(Raw data begins)

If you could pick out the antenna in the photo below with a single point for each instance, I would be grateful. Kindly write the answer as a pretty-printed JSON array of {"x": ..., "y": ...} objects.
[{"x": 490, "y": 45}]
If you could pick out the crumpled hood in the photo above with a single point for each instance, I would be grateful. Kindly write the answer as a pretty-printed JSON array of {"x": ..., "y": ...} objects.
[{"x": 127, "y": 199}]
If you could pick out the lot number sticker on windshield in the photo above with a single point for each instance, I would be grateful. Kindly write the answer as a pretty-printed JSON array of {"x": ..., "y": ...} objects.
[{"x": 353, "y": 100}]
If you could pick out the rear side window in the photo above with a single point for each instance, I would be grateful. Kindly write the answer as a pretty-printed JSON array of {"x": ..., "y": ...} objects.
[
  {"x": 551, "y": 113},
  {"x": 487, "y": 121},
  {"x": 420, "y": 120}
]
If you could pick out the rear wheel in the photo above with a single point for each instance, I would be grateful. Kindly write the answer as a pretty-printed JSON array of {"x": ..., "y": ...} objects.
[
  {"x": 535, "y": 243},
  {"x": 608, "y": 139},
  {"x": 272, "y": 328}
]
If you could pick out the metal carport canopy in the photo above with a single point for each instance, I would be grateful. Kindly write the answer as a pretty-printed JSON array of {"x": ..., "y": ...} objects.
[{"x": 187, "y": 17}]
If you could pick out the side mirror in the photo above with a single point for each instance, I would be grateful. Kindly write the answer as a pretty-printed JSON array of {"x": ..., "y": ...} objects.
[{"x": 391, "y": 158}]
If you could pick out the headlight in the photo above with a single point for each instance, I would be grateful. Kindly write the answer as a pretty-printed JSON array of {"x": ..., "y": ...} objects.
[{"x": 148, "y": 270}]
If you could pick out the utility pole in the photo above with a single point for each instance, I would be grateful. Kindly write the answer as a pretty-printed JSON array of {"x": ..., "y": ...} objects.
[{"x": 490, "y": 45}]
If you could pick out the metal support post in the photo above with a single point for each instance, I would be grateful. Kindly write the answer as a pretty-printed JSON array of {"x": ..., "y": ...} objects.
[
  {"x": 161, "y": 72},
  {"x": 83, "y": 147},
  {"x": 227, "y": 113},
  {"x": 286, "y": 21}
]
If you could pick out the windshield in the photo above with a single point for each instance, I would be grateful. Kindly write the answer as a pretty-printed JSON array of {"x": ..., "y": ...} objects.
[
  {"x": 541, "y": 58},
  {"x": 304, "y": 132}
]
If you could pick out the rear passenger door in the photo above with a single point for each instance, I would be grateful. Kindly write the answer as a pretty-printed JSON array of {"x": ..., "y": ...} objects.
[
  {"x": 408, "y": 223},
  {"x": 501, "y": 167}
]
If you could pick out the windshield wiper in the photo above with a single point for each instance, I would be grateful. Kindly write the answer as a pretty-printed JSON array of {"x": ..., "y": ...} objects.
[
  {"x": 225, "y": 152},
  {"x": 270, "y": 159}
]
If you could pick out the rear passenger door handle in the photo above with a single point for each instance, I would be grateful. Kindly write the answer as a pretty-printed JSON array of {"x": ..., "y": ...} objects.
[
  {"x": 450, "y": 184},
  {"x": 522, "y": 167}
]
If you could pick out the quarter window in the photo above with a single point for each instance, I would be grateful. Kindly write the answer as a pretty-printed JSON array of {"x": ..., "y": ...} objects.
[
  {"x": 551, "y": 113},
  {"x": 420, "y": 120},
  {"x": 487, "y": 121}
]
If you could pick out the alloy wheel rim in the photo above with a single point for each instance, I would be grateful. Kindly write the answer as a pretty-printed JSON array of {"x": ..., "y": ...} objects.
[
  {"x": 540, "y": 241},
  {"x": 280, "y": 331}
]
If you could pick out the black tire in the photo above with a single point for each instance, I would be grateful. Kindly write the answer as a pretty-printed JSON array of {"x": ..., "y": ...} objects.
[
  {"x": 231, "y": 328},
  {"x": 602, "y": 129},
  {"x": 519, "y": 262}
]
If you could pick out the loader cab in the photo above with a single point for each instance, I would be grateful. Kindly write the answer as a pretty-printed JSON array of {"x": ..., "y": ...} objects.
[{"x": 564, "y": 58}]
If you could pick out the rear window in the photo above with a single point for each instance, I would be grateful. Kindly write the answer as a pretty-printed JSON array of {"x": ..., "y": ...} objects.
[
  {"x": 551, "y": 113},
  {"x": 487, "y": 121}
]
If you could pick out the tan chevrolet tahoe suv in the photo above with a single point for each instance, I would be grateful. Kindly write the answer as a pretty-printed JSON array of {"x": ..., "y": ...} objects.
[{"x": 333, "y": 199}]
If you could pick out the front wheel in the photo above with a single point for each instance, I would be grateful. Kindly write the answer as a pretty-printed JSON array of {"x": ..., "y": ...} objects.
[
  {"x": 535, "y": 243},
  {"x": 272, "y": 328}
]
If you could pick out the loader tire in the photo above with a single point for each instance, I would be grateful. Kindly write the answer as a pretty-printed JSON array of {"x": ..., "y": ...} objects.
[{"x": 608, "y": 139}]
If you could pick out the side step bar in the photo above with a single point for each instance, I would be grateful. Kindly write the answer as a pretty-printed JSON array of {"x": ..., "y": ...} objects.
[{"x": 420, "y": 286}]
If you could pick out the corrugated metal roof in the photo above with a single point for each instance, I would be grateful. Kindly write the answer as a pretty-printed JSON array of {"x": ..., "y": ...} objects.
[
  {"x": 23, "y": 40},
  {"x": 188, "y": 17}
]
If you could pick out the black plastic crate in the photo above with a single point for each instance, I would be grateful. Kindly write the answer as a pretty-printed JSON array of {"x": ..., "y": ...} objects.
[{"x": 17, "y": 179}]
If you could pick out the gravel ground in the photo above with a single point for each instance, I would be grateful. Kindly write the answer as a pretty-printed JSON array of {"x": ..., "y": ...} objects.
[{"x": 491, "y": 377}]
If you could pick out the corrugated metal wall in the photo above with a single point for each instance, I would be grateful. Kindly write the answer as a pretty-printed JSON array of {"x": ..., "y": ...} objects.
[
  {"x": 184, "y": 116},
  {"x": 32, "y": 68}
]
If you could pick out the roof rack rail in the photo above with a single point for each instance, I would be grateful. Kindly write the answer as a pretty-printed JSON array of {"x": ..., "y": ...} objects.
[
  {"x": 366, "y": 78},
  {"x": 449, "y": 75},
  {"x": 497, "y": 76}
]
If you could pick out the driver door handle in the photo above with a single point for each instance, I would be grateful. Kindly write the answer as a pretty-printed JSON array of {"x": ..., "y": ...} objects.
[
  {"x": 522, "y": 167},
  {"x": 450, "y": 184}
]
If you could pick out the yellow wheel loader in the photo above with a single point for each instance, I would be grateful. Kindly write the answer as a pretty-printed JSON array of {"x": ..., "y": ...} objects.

(Raw data ends)

Problem description
Keep the wording exact. Give all of the records again.

Reply
If you could pick out the antenna in the photo below with a single point for each instance, I would be grateful. Kindly write the answer as a pretty-printed JSON array of {"x": ..., "y": ...} objects.
[{"x": 490, "y": 45}]
If you could pick out the crumpled hood in the photo above with a single point for each instance, I would be grateful. Kindly write the answer as a pretty-printed JSON array of {"x": ..., "y": ...} objects.
[{"x": 127, "y": 199}]
If you could pick out the lot number sticker on windshield in the photo above with a single point for each instance, I would be grateful. Kindly write the answer as a pretty-printed JSON array of {"x": ..., "y": ...} objects.
[{"x": 353, "y": 100}]
If you could pick out the rear side window in the photo above with a single point for each instance, I would be grateful. Kindly write the answer as a pretty-printed JSON array of {"x": ..., "y": ...} objects.
[
  {"x": 551, "y": 113},
  {"x": 487, "y": 121},
  {"x": 420, "y": 120}
]
If you could pick out the rear wheel in the photo above with a single point for each instance, I would be grateful. Kindly write the answer as a pretty-printed JSON array of {"x": ..., "y": ...} objects.
[
  {"x": 535, "y": 243},
  {"x": 608, "y": 139},
  {"x": 272, "y": 328}
]
If you could pick out the metal carport canopy in the photo above with a single point for each instance, I would be grateful. Kindly write the answer as a pretty-printed JSON array of {"x": ..., "y": ...} objects.
[{"x": 187, "y": 17}]
If you could pick out the side mirror in the photo above with a single point for each instance, I would be grateful. Kindly write the answer as a pretty-printed JSON array of {"x": ..., "y": ...} objects.
[{"x": 391, "y": 158}]
If you could pick out the headlight in the photo above with a single point for each instance, I would be grateful. Kindly write the answer as a pretty-printed JSON array of {"x": ..., "y": ...} objects.
[{"x": 148, "y": 270}]
If you could pick out the utility pole in the photo above with a single point for each instance, I would be grateful. Kindly write the answer as a pretty-printed JSON array of {"x": ..., "y": ...} objects.
[{"x": 490, "y": 45}]
If you could pick out the metal support post in the photo above with a single point for each instance, I would be grateful. Kindly write the answer as a pretty-printed JSON array of {"x": ..., "y": ...} objects.
[
  {"x": 161, "y": 72},
  {"x": 83, "y": 147},
  {"x": 227, "y": 113},
  {"x": 286, "y": 21}
]
If you could pick out the windshield in the photo above with a single point for each instance, I would be grateful. Kindly write the answer as a pretty-printed JSON array of {"x": ..., "y": ...} objects.
[
  {"x": 541, "y": 58},
  {"x": 304, "y": 132}
]
If you could pick out the rear passenger door in the photo above with a single point for each instance, I would be grateful. Kindly write the answer as a pretty-printed JSON array of {"x": ..., "y": ...} objects.
[
  {"x": 408, "y": 223},
  {"x": 501, "y": 167}
]
If you could pick out the windshield wiper in the photo above with a single point for each instance, I would be grateful. Kindly write the answer as a pretty-printed JSON array of {"x": ..., "y": ...} objects.
[
  {"x": 225, "y": 152},
  {"x": 270, "y": 159}
]
If you could pick out the rear passenger door handle in the photo above with a single point for each instance, I would be grateful. Kindly write the answer as a pretty-printed JSON array of {"x": ..., "y": ...} objects.
[
  {"x": 450, "y": 184},
  {"x": 522, "y": 167}
]
If you could pick out the quarter window in the photo above with a single point for each instance, I would be grateful. Kindly write the answer as a pretty-printed JSON array of {"x": ..., "y": ...} objects.
[
  {"x": 551, "y": 113},
  {"x": 420, "y": 120},
  {"x": 487, "y": 121}
]
If you could pick out the alloy wheel rim in the photo above with a single point for each instance, I would be grateful. Kindly write the answer as a pretty-printed JSON array of {"x": ..., "y": ...} objects.
[
  {"x": 540, "y": 241},
  {"x": 280, "y": 331}
]
If you could pick out the black tire in the photo above with a single point for each instance, I would be grateful. Kindly write the answer as a pretty-printed JSON array of {"x": ..., "y": ...} objects.
[
  {"x": 231, "y": 328},
  {"x": 602, "y": 129},
  {"x": 519, "y": 262}
]
If you could pick out the loader cab in the photo above with a single point for each instance, I would be grateful. Kindly write the answer as a pretty-printed JSON array of {"x": ..., "y": ...} objects.
[{"x": 564, "y": 58}]
If you could pick out the rear window in the photo above with a single point for each instance, I would be grateful. Kindly write the answer as a pretty-printed JSON array of {"x": ..., "y": ...} objects.
[
  {"x": 551, "y": 113},
  {"x": 487, "y": 121}
]
If you could pick out the tan chevrolet tahoe suv in the photo above with a single point for each instance, I would be grateful. Kindly write the answer as a pretty-printed JSON array of {"x": ..., "y": ...} objects.
[{"x": 333, "y": 199}]
If you could pick out the front wheel in the photo above with a single point for each instance, I would be grateful. Kindly write the answer as a pretty-printed JSON array of {"x": ..., "y": ...} objects.
[
  {"x": 535, "y": 243},
  {"x": 272, "y": 328}
]
If you could pick out the loader tire in the photo above with a single point for each instance, I would be grateful. Kindly write the answer as a pretty-printed JSON array of {"x": ..., "y": ...} objects.
[{"x": 608, "y": 139}]
If you could pick out the side step bar in the photo above with a single point for each instance, I would be grateful. Kindly write the answer as a pretty-printed JSON array of {"x": ..., "y": ...} objects.
[{"x": 420, "y": 286}]
If you could pick out the corrugated metal roof in the photo above with a single point for each instance, I would be grateful. Kindly write the answer as a pretty-printed JSON array of {"x": ..., "y": ...} objects.
[
  {"x": 23, "y": 40},
  {"x": 188, "y": 17}
]
If you could pick out the black plastic crate in the photo above with a single point for each instance, I would be grateful. Kindly write the answer as a pretty-printed JSON array of {"x": ..., "y": ...} objects.
[{"x": 17, "y": 179}]
If you could pick out the gravel ground in the photo above with a single point for each instance, I would be grateful. Kindly write the answer as a pretty-printed JSON array of {"x": ..., "y": ...} objects.
[{"x": 491, "y": 377}]
If you could pick out the corrugated metal wall in the photo above with a single point for each instance, I would be grateful. Kindly write the answer as a pretty-printed JSON array of {"x": ..., "y": ...} objects.
[
  {"x": 184, "y": 116},
  {"x": 32, "y": 68}
]
If you could pick out the roof rack rail in the photo above with a single point for each instance, I would be grateful. Kindly write the answer as a pretty-printed JSON array of {"x": ..., "y": ...} objects.
[
  {"x": 366, "y": 78},
  {"x": 449, "y": 75},
  {"x": 497, "y": 76}
]
If you could pick out the driver door handle in the photo above with a single point for each instance, I would be grateful. Kindly write the answer as a pretty-printed JSON array of {"x": ..., "y": ...} objects.
[
  {"x": 522, "y": 167},
  {"x": 450, "y": 184}
]
If you could pick out the yellow wheel loader in the photo above with a single point for each instance, I would be grateful. Kindly write the answer as a pretty-printed JSON array of {"x": ..., "y": ...} objects.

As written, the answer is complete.